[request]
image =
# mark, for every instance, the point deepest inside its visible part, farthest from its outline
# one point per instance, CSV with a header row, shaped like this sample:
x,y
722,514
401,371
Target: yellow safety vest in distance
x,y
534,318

* * *

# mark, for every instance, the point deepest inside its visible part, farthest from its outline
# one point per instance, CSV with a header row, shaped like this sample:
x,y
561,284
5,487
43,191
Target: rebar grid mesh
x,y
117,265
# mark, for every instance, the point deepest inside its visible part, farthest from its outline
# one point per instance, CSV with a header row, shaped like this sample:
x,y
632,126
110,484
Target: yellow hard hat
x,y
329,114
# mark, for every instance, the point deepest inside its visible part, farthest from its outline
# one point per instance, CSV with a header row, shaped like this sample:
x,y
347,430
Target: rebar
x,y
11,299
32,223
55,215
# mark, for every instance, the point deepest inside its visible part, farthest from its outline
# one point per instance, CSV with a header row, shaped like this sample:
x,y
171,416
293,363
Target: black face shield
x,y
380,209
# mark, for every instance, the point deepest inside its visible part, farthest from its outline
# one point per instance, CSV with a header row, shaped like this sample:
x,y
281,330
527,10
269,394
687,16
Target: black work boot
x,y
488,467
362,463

■ **Problem description**
Please show each line of the data above that contains the word "black". Case counts.

■ **Written reply**
Target: black face shield
Target: black work boot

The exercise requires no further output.